Return all of the records exactly.

■ Record set

"""

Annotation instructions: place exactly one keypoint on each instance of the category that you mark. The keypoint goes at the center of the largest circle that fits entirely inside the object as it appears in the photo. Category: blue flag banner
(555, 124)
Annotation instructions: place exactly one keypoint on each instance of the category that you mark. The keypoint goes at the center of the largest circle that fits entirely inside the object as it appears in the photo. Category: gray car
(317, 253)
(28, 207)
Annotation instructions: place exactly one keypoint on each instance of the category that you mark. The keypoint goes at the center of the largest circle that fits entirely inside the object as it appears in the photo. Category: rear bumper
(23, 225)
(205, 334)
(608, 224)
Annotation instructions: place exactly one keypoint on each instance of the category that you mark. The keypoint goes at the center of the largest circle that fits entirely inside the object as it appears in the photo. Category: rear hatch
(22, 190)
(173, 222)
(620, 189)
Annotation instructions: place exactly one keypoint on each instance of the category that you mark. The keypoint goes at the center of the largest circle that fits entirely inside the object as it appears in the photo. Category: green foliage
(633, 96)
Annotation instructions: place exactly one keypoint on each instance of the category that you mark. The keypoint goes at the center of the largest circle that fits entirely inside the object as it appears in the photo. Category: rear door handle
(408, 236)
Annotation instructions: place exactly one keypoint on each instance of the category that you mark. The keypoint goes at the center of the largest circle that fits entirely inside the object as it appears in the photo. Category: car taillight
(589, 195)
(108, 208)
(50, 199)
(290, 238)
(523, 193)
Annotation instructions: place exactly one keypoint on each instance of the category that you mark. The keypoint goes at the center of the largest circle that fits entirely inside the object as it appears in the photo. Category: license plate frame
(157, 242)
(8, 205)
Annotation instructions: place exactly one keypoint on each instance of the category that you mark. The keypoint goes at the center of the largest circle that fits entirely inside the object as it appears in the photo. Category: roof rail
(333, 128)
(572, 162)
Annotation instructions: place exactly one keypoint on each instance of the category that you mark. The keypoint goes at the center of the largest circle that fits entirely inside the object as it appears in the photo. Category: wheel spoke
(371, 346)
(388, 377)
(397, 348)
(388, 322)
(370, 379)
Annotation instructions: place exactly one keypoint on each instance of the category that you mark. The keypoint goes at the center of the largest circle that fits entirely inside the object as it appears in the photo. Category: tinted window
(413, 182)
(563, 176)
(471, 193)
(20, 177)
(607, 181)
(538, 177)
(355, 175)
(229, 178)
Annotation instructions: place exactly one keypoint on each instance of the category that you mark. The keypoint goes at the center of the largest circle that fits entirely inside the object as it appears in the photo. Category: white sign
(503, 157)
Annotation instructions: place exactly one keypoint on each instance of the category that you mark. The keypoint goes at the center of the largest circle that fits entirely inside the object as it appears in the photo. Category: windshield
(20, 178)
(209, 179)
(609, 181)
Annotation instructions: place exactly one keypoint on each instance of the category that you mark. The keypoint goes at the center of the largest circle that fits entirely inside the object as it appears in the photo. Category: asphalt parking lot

"""

■ Answer box
Annotation instructions: place exactly one keypoint on each instance of the category that you mark. The keypoint goes at the center of the largest circle that fits entirely inside the object as it appears in the photo. Category: blue flag banner
(555, 124)
Annotation instructions: place exactly one keypoint on each instance of the category that you mark. The keypoint goes at the center of the largest circle that fits entirely inside the object as it appears in the photo. Category: gray car
(317, 253)
(28, 207)
Annotation instructions: place exactly one keypoint on each instance of the category that you mark. The keypoint goes at the center of the largest circle that fits entirely inside the object as it appears in the photo. Category: rear bumper
(23, 225)
(205, 334)
(608, 224)
Annotation instructions: place exactly one keypoint on each instance of the category that you mark. The keypoint goes at the center of the largest circle that fits entirely inside the object as it appears in the photo. Category: rear hatch
(22, 190)
(173, 222)
(620, 189)
Annotation instructions: place exactly one keypoint on each instance of the category that you mark. The keypoint goes at the center of the largest circle that fits entirely inside the object as it appears in the photo. Category: green foliage
(633, 96)
Annotation instructions: place exactly one keypoint on each instance of the category that you mark. The keypoint goes at the center of the largest circle that fits entirely inside the object as it appears in the photo. Category: rear door handle
(408, 236)
Annotation instructions: place exactly one keypoint on each instance of the category that you mark. The keypoint goes at the center of the largest circle that fits entirely inside the object as it appears in the photo. Category: car taillight
(589, 195)
(108, 208)
(50, 199)
(290, 238)
(523, 193)
Annotation instructions: place exactly one keypoint on each instance of the category that you mark. The keypoint goes at the center of the largest circle that fits entirely inside the object as it appears in the photo. Category: license plate frame
(157, 242)
(8, 205)
Annotation instructions: place exactly one keypoint on each instance of the category that you mark. The keypoint goes at the center of the largest circle that fits entirely inside the object as it appears in the photo. Category: roof rail
(333, 128)
(572, 162)
Annotation instructions: place exactly one keypoint on each instance of the category that you mark. The keypoint goes at the center of the largest circle that fits entirely inside the object as it appears in the photo. Category: wheel spoke
(371, 346)
(388, 377)
(397, 348)
(388, 322)
(370, 379)
Annotation instructions: place exactly one keypoint on each instance of the category that you mark. The keypoint goes at the center of the largest circle that fits entirely inside the object as it appears in the photo. Category: tinted window
(413, 182)
(563, 176)
(471, 193)
(20, 177)
(607, 181)
(538, 177)
(355, 175)
(229, 178)
Annotation instructions: place exactly one keypoint on each instance of the category that you mark. The keypoint goes at the center of the largest circle that fits entirely inside the object as it appears in the photo. Category: white sign
(503, 157)
Annotation instructions: place exactly one keypoint on each instance of the category that you mark. The keypoint goes at the center of the largest circle that fits entirely inside the object as it appears in the photo. Category: windshield
(20, 178)
(209, 179)
(609, 181)
Annotation instructions: place exactly one keypoint on each instance of the category that you mark. The keypoint goes at the center of the largest circle that fits entirely inside the object as it appears in the photo. Category: asphalt parking lot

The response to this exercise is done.